(Region labeling records)
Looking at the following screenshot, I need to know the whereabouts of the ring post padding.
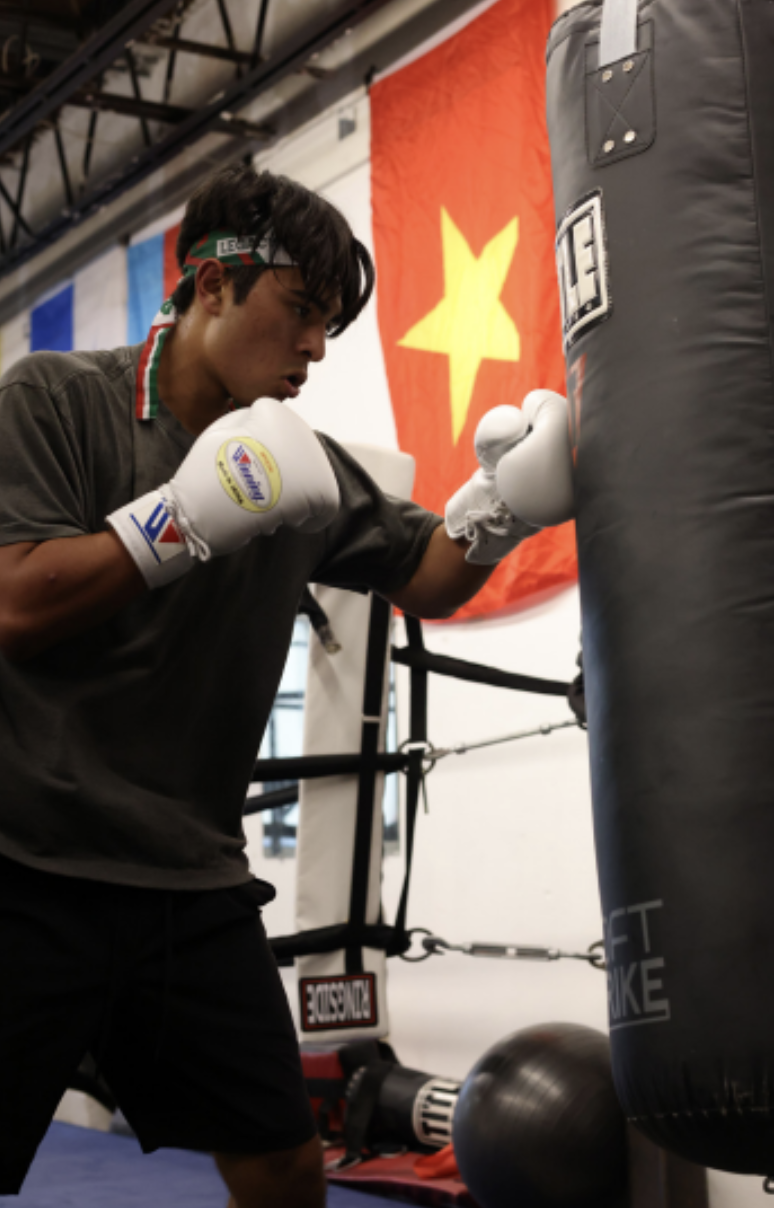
[296,445,414,1044]
[599,0,638,68]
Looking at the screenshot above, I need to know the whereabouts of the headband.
[134,231,297,419]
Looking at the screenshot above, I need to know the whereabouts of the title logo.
[298,974,378,1032]
[216,436,283,512]
[555,190,612,353]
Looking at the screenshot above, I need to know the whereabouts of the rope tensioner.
[403,928,605,970]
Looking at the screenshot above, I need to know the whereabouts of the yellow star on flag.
[398,208,522,445]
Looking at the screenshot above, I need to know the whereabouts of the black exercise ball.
[453,1023,627,1208]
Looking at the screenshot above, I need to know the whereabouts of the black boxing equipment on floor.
[548,0,774,1175]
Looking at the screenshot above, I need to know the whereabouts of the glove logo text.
[216,436,283,512]
[130,496,186,563]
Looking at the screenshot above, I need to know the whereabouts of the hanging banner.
[371,0,577,620]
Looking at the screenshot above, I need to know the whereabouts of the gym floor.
[0,1123,395,1208]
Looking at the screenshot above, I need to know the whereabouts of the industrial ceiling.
[0,0,478,323]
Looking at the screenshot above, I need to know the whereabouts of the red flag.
[371,0,577,618]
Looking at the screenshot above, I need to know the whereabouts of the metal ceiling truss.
[0,0,390,279]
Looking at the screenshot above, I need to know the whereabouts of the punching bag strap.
[599,0,638,68]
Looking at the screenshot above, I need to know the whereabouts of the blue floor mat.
[0,1123,405,1208]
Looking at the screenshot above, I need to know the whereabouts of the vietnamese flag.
[371,0,577,618]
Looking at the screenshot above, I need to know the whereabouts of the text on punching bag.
[604,901,670,1032]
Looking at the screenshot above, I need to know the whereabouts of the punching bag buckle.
[586,21,656,168]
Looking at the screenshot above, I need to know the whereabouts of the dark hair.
[173,164,374,336]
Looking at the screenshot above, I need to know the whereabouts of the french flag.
[0,220,180,372]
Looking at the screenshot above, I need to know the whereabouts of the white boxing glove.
[495,390,575,528]
[446,406,535,565]
[107,399,339,587]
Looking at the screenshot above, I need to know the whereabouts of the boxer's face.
[205,268,341,406]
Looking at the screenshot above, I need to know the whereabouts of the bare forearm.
[0,533,147,662]
[390,524,494,620]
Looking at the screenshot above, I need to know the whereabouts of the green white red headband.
[134,231,297,419]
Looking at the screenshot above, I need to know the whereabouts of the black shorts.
[0,858,315,1195]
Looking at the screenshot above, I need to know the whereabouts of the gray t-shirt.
[0,347,440,889]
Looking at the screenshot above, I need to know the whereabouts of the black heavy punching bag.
[548,0,774,1174]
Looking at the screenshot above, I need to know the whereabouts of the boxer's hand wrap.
[107,399,339,587]
[446,407,535,565]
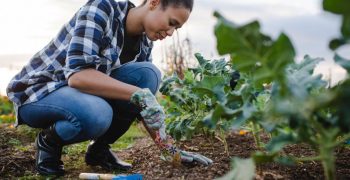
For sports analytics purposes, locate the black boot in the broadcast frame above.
[35,126,64,176]
[85,141,132,171]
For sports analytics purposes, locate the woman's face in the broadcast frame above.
[144,0,191,41]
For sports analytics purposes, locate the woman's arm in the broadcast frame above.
[68,68,140,100]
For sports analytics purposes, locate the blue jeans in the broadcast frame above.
[18,62,161,144]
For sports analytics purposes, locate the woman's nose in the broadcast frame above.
[166,27,175,36]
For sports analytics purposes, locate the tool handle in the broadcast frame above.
[79,173,116,179]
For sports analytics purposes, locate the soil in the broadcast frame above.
[0,126,350,180]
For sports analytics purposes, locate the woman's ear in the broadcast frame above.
[149,0,160,10]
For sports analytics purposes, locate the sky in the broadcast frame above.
[0,0,350,95]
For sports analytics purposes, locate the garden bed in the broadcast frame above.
[0,125,350,180]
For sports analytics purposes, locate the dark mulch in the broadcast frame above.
[0,122,350,180]
[0,124,35,178]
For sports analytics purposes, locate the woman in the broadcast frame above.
[7,0,212,175]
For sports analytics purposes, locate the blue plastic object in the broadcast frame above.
[112,174,143,180]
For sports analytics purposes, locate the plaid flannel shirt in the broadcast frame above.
[7,0,153,125]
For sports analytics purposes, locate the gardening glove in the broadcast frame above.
[130,88,165,130]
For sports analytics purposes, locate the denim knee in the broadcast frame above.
[56,98,113,143]
[131,62,161,94]
[83,102,113,139]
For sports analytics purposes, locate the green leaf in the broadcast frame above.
[217,157,255,180]
[340,14,350,39]
[192,76,227,102]
[334,54,350,73]
[214,12,295,89]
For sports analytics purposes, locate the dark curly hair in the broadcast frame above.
[141,0,193,11]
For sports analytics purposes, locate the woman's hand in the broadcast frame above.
[130,89,165,130]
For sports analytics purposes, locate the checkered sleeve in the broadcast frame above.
[63,0,112,79]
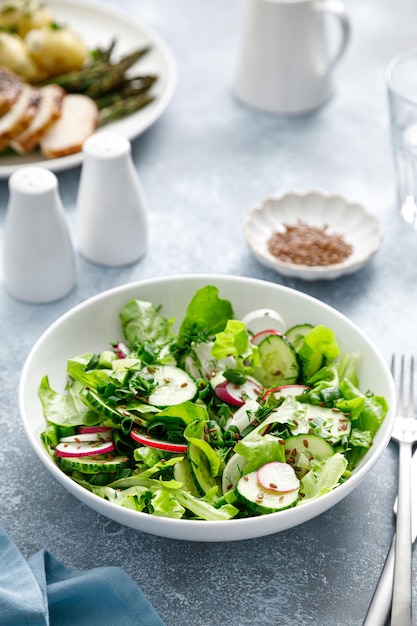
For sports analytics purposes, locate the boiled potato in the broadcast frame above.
[24,26,88,76]
[0,0,53,37]
[0,32,44,82]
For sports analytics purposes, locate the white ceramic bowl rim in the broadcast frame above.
[19,274,395,541]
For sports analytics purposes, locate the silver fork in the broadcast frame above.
[391,356,417,626]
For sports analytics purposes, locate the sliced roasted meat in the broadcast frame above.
[0,84,40,150]
[40,94,98,159]
[10,85,65,154]
[0,67,23,117]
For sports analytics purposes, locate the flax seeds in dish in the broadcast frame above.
[267,220,353,267]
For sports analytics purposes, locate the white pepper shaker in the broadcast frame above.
[77,132,147,266]
[3,166,75,303]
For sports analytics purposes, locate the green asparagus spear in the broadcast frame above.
[95,75,157,109]
[99,93,155,126]
[85,48,149,98]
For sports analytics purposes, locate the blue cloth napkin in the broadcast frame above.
[0,528,164,626]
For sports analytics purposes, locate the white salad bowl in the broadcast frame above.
[244,191,382,280]
[19,274,395,541]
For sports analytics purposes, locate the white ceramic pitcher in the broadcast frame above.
[234,0,350,114]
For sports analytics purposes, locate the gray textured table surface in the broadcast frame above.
[0,0,417,626]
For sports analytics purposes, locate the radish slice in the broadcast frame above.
[226,400,260,433]
[256,461,300,493]
[59,429,112,443]
[261,385,310,402]
[214,378,262,406]
[77,426,113,433]
[130,429,188,454]
[55,441,116,456]
[251,328,282,346]
[242,309,285,334]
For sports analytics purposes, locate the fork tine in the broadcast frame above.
[407,356,414,417]
[397,354,404,415]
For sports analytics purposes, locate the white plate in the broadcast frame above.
[19,274,395,541]
[244,190,382,280]
[0,0,177,178]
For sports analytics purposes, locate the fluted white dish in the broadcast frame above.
[244,190,382,280]
[19,274,395,541]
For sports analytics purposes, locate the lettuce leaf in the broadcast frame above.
[298,325,340,379]
[235,435,285,474]
[119,300,175,350]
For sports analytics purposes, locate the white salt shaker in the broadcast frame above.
[77,132,147,266]
[3,166,75,303]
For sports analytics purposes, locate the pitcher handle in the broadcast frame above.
[317,0,350,71]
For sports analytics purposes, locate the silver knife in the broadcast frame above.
[363,451,417,626]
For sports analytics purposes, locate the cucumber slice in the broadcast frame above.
[188,443,221,495]
[149,365,198,407]
[285,324,314,352]
[285,434,334,477]
[236,472,300,515]
[254,335,300,387]
[82,389,130,424]
[57,455,129,474]
[60,429,113,443]
[55,440,115,457]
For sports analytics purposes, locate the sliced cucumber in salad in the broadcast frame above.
[39,285,388,520]
[254,334,300,387]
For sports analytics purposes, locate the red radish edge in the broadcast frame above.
[130,430,188,453]
[77,426,113,435]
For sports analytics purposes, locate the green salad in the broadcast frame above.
[39,285,388,520]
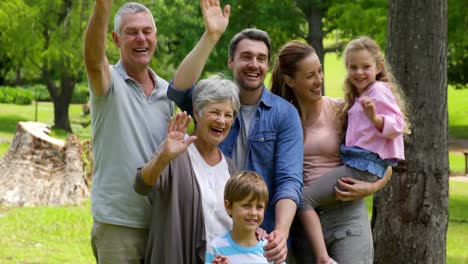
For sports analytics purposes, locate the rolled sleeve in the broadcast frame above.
[133,168,153,196]
[167,80,195,116]
[271,105,304,207]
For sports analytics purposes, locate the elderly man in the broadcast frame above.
[84,0,174,263]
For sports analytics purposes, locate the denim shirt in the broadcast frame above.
[167,81,304,232]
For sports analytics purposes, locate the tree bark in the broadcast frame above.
[372,0,449,263]
[0,122,89,206]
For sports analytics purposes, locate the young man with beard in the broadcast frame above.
[168,0,303,263]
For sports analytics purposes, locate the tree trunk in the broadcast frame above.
[0,122,89,206]
[372,0,449,263]
[296,0,325,94]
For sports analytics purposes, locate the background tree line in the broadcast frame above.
[0,0,468,131]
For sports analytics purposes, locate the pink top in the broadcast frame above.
[304,96,344,187]
[346,81,405,160]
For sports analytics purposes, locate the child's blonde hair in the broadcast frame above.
[338,36,411,135]
[224,171,268,206]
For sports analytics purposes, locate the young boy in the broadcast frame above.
[205,171,269,264]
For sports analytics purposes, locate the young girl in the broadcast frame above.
[300,37,409,263]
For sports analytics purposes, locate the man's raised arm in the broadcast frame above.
[174,0,231,89]
[84,0,112,96]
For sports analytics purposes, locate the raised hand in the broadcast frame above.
[361,96,384,131]
[200,0,231,38]
[161,111,197,160]
[361,96,377,122]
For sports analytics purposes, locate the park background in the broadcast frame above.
[0,0,468,263]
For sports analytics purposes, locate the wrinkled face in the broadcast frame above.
[195,101,234,146]
[284,53,323,101]
[113,12,156,68]
[224,195,265,232]
[346,49,382,94]
[228,39,268,90]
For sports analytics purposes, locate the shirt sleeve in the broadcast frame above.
[369,85,405,139]
[167,80,195,116]
[271,105,304,206]
[133,167,153,195]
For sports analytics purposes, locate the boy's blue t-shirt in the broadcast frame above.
[205,231,273,264]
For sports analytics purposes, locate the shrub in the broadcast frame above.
[0,86,33,105]
[6,83,89,104]
[72,83,89,104]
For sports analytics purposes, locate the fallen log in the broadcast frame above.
[0,122,89,206]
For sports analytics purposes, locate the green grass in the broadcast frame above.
[365,180,468,264]
[449,152,466,175]
[0,181,468,264]
[0,54,468,263]
[0,201,94,263]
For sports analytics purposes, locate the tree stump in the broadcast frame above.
[0,122,89,206]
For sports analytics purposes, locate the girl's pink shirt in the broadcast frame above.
[345,81,405,160]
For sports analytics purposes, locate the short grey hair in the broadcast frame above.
[192,75,240,118]
[114,2,156,36]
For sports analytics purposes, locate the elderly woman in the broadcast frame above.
[134,77,240,263]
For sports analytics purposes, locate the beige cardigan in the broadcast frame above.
[134,151,237,264]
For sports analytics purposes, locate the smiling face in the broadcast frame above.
[228,38,268,92]
[284,53,323,101]
[224,195,266,233]
[195,101,234,146]
[346,49,382,94]
[112,12,156,70]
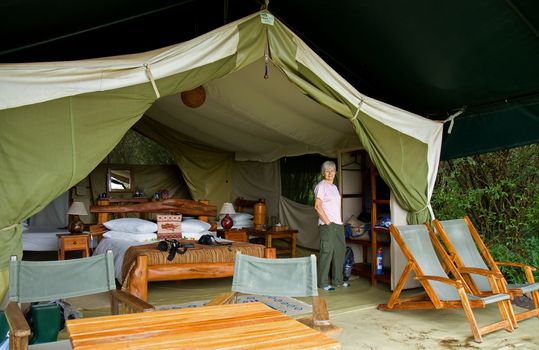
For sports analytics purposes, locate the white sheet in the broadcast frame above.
[94,231,225,283]
[94,237,150,283]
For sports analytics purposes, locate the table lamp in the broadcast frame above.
[67,202,88,233]
[219,202,236,230]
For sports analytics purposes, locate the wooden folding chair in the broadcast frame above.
[208,252,342,334]
[432,216,539,321]
[378,225,514,342]
[5,250,154,350]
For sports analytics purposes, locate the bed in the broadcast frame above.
[90,199,275,300]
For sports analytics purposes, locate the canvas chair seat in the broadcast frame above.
[208,252,342,334]
[378,225,515,342]
[507,282,539,294]
[5,250,154,350]
[433,216,539,326]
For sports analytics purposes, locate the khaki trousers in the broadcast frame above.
[318,223,346,288]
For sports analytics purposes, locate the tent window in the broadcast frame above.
[281,154,338,205]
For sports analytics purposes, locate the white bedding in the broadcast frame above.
[94,231,224,283]
[94,237,150,283]
[22,226,95,252]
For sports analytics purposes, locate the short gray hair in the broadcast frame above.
[321,160,337,175]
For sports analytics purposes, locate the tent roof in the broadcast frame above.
[0,0,539,158]
[146,59,360,161]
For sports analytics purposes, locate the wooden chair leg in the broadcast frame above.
[207,292,237,306]
[298,296,342,335]
[378,263,412,310]
[458,288,483,343]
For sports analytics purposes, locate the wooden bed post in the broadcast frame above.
[128,255,148,301]
[198,199,210,222]
[96,198,110,224]
[264,248,277,259]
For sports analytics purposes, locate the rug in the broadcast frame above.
[155,294,312,316]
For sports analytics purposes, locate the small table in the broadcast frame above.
[247,228,298,258]
[217,229,249,243]
[66,302,341,350]
[56,233,90,260]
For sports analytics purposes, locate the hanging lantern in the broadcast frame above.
[181,85,206,108]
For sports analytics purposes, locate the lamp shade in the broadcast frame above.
[219,202,236,214]
[67,202,88,215]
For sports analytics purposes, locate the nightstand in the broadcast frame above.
[217,229,249,243]
[56,233,90,260]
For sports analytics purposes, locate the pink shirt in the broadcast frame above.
[314,180,342,225]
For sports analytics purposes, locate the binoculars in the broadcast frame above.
[157,239,194,261]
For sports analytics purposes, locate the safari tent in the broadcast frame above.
[0,11,443,295]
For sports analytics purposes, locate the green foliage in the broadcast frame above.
[432,145,539,283]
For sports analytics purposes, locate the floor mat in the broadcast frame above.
[156,295,312,316]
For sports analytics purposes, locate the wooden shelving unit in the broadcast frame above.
[339,150,391,285]
[370,164,391,286]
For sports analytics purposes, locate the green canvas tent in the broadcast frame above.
[0,11,443,294]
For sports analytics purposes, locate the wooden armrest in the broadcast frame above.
[457,267,503,278]
[4,301,30,337]
[415,276,462,288]
[111,290,155,312]
[495,261,536,271]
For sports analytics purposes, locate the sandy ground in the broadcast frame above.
[64,278,539,349]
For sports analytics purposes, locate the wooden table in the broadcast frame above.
[66,302,340,350]
[248,228,298,257]
[217,229,249,243]
[56,233,90,260]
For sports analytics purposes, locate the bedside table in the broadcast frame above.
[56,233,90,260]
[217,229,249,243]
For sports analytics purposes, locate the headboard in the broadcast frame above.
[90,198,217,235]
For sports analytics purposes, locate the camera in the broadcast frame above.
[157,239,194,261]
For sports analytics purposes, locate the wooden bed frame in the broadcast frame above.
[90,199,276,301]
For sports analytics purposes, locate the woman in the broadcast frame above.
[314,161,348,291]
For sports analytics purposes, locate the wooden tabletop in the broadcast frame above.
[66,302,340,350]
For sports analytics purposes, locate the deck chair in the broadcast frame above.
[208,252,342,335]
[433,216,539,321]
[378,225,514,342]
[5,251,154,350]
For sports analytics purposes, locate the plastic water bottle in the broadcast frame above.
[376,247,384,275]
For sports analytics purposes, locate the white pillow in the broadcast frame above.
[103,231,157,242]
[219,213,254,221]
[103,218,157,233]
[182,219,211,234]
[182,231,217,241]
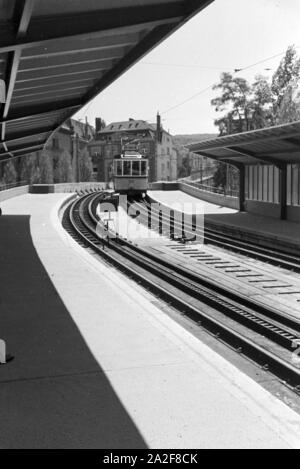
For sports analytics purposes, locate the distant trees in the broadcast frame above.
[53,149,74,183]
[3,160,18,184]
[211,46,300,188]
[78,148,93,182]
[211,46,300,135]
[39,150,54,184]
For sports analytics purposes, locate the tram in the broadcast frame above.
[113,150,148,194]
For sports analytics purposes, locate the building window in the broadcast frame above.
[52,138,59,148]
[123,161,131,176]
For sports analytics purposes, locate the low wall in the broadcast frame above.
[286,205,300,223]
[149,182,240,210]
[29,182,107,194]
[245,200,280,218]
[0,186,29,202]
[245,200,300,223]
[178,182,240,210]
[149,182,179,191]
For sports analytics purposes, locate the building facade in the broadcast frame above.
[88,115,177,182]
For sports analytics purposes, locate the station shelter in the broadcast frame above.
[189,121,300,222]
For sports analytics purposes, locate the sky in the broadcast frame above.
[74,0,300,135]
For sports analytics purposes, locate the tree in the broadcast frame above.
[39,150,53,184]
[78,148,93,182]
[3,160,17,184]
[211,72,251,135]
[52,149,74,183]
[271,46,300,121]
[276,84,300,124]
[249,75,274,130]
[20,153,40,184]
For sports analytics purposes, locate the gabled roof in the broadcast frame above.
[98,119,155,135]
[0,0,213,161]
[187,121,300,165]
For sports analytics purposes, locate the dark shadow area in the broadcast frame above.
[0,215,146,449]
[204,212,300,247]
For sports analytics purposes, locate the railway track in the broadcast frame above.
[63,193,300,393]
[129,195,300,273]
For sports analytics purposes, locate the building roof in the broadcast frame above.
[187,121,300,165]
[0,0,213,161]
[98,119,155,135]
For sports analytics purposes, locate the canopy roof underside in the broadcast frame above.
[0,0,213,161]
[188,121,300,166]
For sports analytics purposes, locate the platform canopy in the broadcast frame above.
[188,121,300,166]
[0,0,213,161]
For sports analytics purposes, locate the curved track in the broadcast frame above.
[63,193,300,392]
[129,199,300,273]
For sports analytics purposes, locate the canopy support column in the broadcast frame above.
[279,163,287,220]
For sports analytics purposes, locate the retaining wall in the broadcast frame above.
[0,186,29,202]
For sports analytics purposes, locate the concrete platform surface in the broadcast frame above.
[0,194,300,448]
[149,191,300,248]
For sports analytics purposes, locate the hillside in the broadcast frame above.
[173,134,217,145]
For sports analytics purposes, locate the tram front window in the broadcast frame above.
[141,161,147,176]
[132,161,140,176]
[123,161,131,176]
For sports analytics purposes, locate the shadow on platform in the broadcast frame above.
[0,215,146,449]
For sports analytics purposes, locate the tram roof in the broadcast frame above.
[0,0,213,161]
[187,121,300,165]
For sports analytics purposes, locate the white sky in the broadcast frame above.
[75,0,300,134]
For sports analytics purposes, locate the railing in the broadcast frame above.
[0,181,29,191]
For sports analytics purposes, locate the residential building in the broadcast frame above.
[88,114,177,182]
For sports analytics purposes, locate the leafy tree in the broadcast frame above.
[52,149,74,183]
[78,148,93,182]
[39,150,53,184]
[3,160,17,184]
[249,75,274,130]
[276,84,300,124]
[20,153,40,184]
[211,72,251,135]
[271,46,300,120]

What is being asked: Give the lines from the start of the records through the line containing "[555,190,612,353]" as a JSON list of strings, with one string per line, blank lines omitted and the picture left out.

Answer:
[
  "Looking at the following screenshot, I need to know the whereabouts of the ring post padding.",
  "[296,445,414,1044]",
  "[599,0,638,68]",
  "Looking at the screenshot above, I need to know the whereabouts of the headband.",
  "[134,231,297,419]",
  "Looking at the screenshot above, I need to know the whereabouts of the title logo.",
  "[298,974,378,1032]",
  "[216,436,283,512]",
  "[555,190,612,353]"
]